Exercise -> Copy out each line below exactly as it appears.

[Data extracted from a collection]
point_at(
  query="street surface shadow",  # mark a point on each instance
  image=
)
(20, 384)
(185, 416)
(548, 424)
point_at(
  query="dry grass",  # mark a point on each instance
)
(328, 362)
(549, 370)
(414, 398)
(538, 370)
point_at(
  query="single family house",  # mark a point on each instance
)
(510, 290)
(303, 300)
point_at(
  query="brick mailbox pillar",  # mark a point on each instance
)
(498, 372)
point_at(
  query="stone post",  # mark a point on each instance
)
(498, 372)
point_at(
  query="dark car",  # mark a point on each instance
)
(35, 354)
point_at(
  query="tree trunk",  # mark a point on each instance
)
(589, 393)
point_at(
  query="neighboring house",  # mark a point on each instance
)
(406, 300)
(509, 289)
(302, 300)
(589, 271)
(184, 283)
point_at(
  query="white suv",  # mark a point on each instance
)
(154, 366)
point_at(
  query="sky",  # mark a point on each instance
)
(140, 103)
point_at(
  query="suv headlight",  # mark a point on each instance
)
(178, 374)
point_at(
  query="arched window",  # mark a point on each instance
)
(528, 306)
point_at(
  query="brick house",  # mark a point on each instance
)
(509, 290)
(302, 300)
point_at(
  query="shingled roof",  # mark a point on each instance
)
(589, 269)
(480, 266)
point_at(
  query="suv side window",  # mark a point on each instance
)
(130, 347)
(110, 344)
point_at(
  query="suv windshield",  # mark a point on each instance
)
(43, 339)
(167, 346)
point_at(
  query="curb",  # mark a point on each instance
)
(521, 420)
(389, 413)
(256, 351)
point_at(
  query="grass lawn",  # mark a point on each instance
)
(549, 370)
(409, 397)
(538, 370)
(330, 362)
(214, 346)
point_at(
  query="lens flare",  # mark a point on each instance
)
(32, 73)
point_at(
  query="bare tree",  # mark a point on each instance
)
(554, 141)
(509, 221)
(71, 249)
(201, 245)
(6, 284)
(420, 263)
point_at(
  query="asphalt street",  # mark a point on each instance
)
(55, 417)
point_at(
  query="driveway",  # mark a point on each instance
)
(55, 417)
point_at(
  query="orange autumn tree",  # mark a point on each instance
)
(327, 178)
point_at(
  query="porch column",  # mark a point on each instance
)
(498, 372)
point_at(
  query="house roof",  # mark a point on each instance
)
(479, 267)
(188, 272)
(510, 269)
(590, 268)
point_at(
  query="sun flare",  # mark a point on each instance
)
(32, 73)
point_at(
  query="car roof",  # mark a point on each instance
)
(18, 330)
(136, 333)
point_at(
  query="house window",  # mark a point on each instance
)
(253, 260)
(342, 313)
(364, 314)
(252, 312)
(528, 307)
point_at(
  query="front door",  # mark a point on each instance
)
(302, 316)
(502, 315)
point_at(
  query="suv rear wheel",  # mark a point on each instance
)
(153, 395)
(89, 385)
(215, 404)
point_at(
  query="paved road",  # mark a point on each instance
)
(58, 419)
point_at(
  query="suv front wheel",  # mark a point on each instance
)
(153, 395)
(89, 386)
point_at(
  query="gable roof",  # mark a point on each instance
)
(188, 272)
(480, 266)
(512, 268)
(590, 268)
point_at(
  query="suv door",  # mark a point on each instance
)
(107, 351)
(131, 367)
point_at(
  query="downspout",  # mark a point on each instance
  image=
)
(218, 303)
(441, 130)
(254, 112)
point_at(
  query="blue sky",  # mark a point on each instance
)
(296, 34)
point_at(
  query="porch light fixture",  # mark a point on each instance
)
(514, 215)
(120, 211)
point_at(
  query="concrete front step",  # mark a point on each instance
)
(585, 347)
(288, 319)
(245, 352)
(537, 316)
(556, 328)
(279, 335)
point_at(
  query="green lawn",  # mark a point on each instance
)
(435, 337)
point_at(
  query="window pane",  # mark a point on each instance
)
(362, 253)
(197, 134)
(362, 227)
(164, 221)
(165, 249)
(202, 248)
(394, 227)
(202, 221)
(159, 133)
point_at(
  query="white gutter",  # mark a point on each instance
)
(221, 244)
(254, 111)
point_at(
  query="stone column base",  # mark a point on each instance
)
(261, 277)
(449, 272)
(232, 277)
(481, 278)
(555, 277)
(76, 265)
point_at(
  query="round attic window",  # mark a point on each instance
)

Full response ->
point_at(
  query="street surface shadow",  # mark a point on each instance
  image=
)
(20, 384)
(185, 416)
(548, 424)
point_at(
  query="dry grass",  # mark a point on each instance
)
(328, 362)
(549, 370)
(414, 398)
(538, 370)
point_at(
  query="single family house",  # mark a point on each instance
)
(510, 290)
(303, 300)
point_at(
  query="brick mailbox pillar",  # mark a point on each instance
)
(498, 372)
point_at(
  query="stone post",  # mark a point on each instance
)
(498, 372)
point_at(
  query="dark car",  # mark a point on each instance
)
(35, 354)
point_at(
  query="tree trunk",  # mark a point on each instance
)
(589, 393)
point_at(
  query="neighboring house",  # mark a point on each instance
)
(406, 300)
(509, 289)
(302, 300)
(589, 271)
(184, 283)
point_at(
  query="white suv",  # mark a point on each instance
)
(154, 366)
point_at(
  query="sky",  # mark a point on each instance
)
(140, 103)
point_at(
  query="suv headlight",  # mark a point on each instance
)
(178, 374)
point_at(
  query="arched window",  # mark a point on each instance
)
(528, 306)
point_at(
  query="brick house",  # mark a point on each instance
)
(509, 290)
(302, 300)
point_at(
  query="shingled roof",  # mark a point on each instance
)
(589, 269)
(480, 266)
point_at(
  query="suv side window",  # mark a point on each instance
)
(130, 347)
(110, 344)
point_at(
  query="suv windshield",  # mark a point on each instance
)
(43, 339)
(167, 346)
point_at(
  query="curb",  # mark a point on each instance
)
(521, 420)
(389, 413)
(256, 351)
point_at(
  query="grass lawn",  # mark a point on each instance
)
(549, 370)
(409, 397)
(538, 370)
(330, 362)
(214, 346)
point_at(
  query="lens flare",  # mark a point on each instance
)
(32, 73)
point_at(
  query="bare tree",  # mark a point on each instance
)
(554, 141)
(509, 221)
(71, 249)
(201, 245)
(6, 284)
(420, 263)
point_at(
  query="asphalt street",  # mark a point on each instance
)
(55, 417)
point_at(
  query="driveway",  # mark a point on each instance
)
(55, 417)
point_at(
  query="orange autumn tree",  # mark a point on each instance
)
(327, 178)
point_at(
  query="porch column",  # mark a point on each instance
)
(498, 372)
point_at(
  query="house roof",  # mark a point on each instance
)
(479, 267)
(188, 272)
(510, 269)
(590, 268)
point_at(
  query="sun flare",  # mark a point on each instance
)
(32, 73)
point_at(
  query="car roof",  # mark a point on each instance
)
(18, 330)
(136, 333)
point_at(
  query="house window",  # mark a point on each instance
)
(253, 260)
(342, 313)
(364, 314)
(252, 312)
(528, 307)
point_at(
  query="front door",  # mark a point on each instance
)
(302, 316)
(502, 315)
point_at(
  query="suv rear wheel",  # mark a point on each instance
)
(153, 395)
(89, 385)
(215, 404)
point_at(
  query="paved road",  # mark a point on each instance
)
(58, 419)
point_at(
  query="suv front wheel",  # mark a point on each instance
)
(153, 395)
(89, 386)
point_at(
  query="gable roof",  # mark a point on each instance
)
(188, 272)
(480, 266)
(512, 268)
(590, 268)
point_at(
  query="suv door",  # mark a point on each instance
)
(107, 351)
(131, 367)
point_at(
  query="downspout",  # mark a point on each instance
  image=
)
(218, 303)
(441, 130)
(254, 112)
point_at(
  query="blue sky",  # mark a point on each instance
)
(296, 34)
point_at(
  query="porch light fixture",  # mark a point on each instance
)
(514, 215)
(120, 211)
point_at(
  query="concrete front step",  # mark a point on each instance
)
(585, 347)
(288, 319)
(245, 352)
(537, 316)
(556, 328)
(279, 335)
point_at(
  query="green lawn",  # mark a point on each instance
)
(435, 337)
point_at(
  query="window pane",  # mark a point on each instance
)
(362, 253)
(197, 134)
(362, 227)
(164, 221)
(165, 249)
(202, 248)
(394, 227)
(202, 221)
(159, 133)
point_at(
  query="white gutter",  # mark a point on each instance
)
(221, 244)
(254, 111)
point_at(
  query="stone column base",  # mark a point on each instance
)
(261, 277)
(449, 272)
(232, 277)
(481, 278)
(555, 277)
(76, 265)
point_at(
  query="round attic window",  # mark a point on each instance
)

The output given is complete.